| Source data |
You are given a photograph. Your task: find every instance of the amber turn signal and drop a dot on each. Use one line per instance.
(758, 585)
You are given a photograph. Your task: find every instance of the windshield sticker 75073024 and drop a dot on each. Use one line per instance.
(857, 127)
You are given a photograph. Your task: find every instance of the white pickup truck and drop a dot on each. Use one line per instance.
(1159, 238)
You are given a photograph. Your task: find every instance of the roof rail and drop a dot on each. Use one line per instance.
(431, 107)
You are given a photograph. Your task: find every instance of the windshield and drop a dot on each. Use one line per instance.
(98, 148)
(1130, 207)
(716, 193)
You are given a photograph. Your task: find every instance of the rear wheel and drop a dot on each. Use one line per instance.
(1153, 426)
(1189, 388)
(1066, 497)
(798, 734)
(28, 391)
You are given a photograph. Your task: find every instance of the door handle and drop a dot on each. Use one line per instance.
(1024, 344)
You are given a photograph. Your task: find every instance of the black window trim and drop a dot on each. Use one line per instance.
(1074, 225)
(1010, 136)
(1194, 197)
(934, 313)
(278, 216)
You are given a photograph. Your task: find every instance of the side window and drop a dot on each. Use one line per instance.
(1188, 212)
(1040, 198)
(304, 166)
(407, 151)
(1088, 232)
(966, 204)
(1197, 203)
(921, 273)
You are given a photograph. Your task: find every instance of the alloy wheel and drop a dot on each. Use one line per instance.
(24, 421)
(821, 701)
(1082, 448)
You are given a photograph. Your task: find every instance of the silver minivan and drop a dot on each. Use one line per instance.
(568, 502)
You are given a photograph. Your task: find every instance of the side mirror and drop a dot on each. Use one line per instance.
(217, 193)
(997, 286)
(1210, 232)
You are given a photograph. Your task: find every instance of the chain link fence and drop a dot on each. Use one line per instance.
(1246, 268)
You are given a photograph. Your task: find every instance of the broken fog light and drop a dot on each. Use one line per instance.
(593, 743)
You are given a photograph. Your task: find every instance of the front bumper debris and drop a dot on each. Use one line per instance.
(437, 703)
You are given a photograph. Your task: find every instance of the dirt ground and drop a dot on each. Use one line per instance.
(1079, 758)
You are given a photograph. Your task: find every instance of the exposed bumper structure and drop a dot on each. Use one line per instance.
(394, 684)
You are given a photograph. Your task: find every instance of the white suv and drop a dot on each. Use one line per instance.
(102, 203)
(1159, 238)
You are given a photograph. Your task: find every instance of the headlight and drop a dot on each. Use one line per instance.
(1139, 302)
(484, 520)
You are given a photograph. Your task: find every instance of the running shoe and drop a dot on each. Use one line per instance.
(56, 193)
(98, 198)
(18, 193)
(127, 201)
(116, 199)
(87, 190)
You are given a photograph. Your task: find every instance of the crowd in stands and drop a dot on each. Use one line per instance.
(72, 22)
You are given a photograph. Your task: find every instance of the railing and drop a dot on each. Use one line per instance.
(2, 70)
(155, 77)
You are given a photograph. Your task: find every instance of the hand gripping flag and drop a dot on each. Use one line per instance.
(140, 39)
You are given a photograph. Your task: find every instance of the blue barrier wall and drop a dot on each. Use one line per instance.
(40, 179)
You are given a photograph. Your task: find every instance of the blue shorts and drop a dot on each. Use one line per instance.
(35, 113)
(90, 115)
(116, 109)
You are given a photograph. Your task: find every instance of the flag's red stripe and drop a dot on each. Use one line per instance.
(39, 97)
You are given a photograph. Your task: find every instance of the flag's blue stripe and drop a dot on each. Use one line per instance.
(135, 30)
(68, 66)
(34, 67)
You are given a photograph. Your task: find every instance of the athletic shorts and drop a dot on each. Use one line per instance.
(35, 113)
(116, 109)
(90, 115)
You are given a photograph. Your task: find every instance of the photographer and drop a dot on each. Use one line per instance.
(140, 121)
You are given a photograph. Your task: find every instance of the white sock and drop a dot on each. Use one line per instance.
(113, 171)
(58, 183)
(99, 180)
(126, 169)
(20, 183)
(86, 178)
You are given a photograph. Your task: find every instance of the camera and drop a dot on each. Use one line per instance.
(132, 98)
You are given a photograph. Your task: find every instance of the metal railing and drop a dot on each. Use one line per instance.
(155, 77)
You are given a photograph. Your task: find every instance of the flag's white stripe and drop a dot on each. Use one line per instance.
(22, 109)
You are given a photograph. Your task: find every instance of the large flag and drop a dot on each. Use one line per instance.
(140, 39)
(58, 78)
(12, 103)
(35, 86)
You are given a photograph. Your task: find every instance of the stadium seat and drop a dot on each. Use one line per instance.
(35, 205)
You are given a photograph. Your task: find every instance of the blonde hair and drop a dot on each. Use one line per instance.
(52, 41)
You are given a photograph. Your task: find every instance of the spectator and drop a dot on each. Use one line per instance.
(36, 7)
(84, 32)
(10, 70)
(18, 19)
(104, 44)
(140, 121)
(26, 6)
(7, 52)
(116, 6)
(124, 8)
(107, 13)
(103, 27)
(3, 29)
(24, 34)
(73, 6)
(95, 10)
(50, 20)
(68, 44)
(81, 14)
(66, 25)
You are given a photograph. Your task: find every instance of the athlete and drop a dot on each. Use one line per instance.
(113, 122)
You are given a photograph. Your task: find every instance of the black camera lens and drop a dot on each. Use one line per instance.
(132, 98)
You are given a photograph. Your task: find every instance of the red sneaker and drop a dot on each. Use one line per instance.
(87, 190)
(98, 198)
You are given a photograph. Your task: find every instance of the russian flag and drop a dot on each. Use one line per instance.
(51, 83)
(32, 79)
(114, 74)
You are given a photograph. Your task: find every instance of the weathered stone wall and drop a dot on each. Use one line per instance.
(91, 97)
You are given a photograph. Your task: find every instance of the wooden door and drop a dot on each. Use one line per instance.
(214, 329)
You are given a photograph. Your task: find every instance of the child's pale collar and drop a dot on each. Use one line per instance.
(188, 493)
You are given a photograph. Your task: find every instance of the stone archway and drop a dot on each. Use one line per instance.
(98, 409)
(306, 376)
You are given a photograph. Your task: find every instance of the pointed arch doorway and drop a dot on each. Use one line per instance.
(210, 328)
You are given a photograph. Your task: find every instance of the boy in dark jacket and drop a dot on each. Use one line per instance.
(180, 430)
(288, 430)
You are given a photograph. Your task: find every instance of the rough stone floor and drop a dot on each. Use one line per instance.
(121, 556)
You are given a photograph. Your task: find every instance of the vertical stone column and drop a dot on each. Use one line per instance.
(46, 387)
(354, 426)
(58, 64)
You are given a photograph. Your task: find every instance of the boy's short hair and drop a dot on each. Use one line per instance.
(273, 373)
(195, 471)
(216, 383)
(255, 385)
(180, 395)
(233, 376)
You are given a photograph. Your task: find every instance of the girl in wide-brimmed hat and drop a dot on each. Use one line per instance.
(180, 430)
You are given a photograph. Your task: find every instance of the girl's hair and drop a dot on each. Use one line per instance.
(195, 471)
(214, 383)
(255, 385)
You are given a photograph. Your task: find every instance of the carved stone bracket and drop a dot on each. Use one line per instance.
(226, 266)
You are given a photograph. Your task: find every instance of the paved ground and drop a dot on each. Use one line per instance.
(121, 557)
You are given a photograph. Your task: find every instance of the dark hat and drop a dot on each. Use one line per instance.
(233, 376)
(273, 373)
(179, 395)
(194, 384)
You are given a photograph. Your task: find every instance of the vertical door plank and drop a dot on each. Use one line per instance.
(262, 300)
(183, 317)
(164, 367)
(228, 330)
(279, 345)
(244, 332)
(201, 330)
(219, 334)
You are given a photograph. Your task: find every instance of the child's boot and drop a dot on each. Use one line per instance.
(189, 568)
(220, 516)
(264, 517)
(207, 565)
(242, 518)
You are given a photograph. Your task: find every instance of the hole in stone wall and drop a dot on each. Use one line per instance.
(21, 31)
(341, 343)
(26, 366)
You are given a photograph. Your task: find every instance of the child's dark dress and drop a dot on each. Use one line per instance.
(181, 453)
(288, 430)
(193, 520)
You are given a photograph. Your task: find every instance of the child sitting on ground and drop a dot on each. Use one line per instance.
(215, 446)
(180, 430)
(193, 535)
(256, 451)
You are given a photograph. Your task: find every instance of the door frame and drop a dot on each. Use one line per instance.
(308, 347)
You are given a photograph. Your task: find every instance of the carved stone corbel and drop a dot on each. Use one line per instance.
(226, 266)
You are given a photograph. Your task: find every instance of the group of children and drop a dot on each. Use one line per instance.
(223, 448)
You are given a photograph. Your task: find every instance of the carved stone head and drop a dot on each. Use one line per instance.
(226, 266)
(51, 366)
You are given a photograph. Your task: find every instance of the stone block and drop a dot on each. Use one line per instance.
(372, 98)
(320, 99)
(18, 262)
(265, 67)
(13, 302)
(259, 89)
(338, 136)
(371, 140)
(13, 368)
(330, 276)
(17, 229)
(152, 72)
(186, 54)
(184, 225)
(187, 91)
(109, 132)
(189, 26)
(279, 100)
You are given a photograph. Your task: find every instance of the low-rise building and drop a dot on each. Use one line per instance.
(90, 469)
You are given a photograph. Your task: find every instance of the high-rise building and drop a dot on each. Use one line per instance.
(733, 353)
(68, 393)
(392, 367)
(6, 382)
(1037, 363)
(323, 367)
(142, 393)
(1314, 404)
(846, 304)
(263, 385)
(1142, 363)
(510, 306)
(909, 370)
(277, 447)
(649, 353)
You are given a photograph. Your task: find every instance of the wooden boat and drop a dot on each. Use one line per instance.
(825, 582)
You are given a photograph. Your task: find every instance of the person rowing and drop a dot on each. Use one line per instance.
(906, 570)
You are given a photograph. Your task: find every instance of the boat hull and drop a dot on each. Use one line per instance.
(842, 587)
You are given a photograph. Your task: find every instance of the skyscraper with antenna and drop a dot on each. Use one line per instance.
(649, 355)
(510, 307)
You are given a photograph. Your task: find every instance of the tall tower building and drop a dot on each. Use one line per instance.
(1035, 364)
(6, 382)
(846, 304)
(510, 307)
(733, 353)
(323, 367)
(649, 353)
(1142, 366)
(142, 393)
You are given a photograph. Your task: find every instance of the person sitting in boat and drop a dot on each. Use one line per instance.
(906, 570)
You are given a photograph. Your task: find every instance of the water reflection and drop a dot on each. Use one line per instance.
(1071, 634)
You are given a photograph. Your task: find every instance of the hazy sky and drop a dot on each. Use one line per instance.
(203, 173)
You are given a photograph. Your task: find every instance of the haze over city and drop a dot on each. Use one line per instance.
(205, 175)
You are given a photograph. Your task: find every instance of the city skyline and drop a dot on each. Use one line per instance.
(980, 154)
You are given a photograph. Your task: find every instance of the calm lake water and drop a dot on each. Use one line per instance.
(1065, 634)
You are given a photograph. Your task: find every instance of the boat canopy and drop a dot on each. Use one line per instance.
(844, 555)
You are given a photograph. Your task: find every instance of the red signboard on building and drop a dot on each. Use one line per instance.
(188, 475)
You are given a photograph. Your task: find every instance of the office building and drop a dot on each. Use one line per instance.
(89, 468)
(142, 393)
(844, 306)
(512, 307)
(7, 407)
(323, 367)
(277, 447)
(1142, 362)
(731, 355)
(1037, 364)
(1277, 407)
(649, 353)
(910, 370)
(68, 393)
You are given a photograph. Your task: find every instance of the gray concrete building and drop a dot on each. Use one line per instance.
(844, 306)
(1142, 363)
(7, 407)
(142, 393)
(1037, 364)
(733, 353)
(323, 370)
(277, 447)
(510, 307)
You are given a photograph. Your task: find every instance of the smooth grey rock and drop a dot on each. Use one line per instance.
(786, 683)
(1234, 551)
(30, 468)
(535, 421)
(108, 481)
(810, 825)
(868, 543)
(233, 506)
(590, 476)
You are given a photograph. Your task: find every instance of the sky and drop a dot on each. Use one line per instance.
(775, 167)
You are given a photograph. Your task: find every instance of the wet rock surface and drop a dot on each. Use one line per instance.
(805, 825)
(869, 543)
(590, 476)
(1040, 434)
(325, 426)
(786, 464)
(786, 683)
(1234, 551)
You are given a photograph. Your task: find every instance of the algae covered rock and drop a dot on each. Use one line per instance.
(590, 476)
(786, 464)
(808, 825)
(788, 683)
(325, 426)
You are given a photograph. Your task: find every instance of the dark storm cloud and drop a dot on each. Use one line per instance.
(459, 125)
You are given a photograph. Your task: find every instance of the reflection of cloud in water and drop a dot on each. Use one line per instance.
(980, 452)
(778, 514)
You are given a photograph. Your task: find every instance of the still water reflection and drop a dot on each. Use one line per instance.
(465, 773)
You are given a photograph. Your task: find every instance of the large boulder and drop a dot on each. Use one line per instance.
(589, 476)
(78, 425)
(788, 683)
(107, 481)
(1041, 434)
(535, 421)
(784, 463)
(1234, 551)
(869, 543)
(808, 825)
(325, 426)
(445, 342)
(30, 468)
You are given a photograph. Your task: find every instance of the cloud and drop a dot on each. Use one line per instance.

| Exercise directions |
The lines to output run from the one containing "of the reflection" to the last line of the entries; give them back exactly.

| Finished exercise |
You are given a photograph. Your task: find every instance of the reflection of cloud in water and drop a dot on each. Use one line per instance.
(980, 452)
(778, 514)
You are given a photograph. Your task: find every instance of the still water reflection and drop a dot on each. Use one line per instance.
(465, 773)
You are given a photograph. Your task: find every instance of the large boulder and drop a dot on each. Use one line per instance.
(589, 476)
(78, 425)
(788, 683)
(107, 481)
(1041, 434)
(535, 421)
(784, 463)
(1234, 551)
(869, 543)
(808, 825)
(325, 426)
(445, 342)
(30, 468)
You are given a photograph. Your task: find every instance of the cloud and drop a dot on each. Use one line per instance.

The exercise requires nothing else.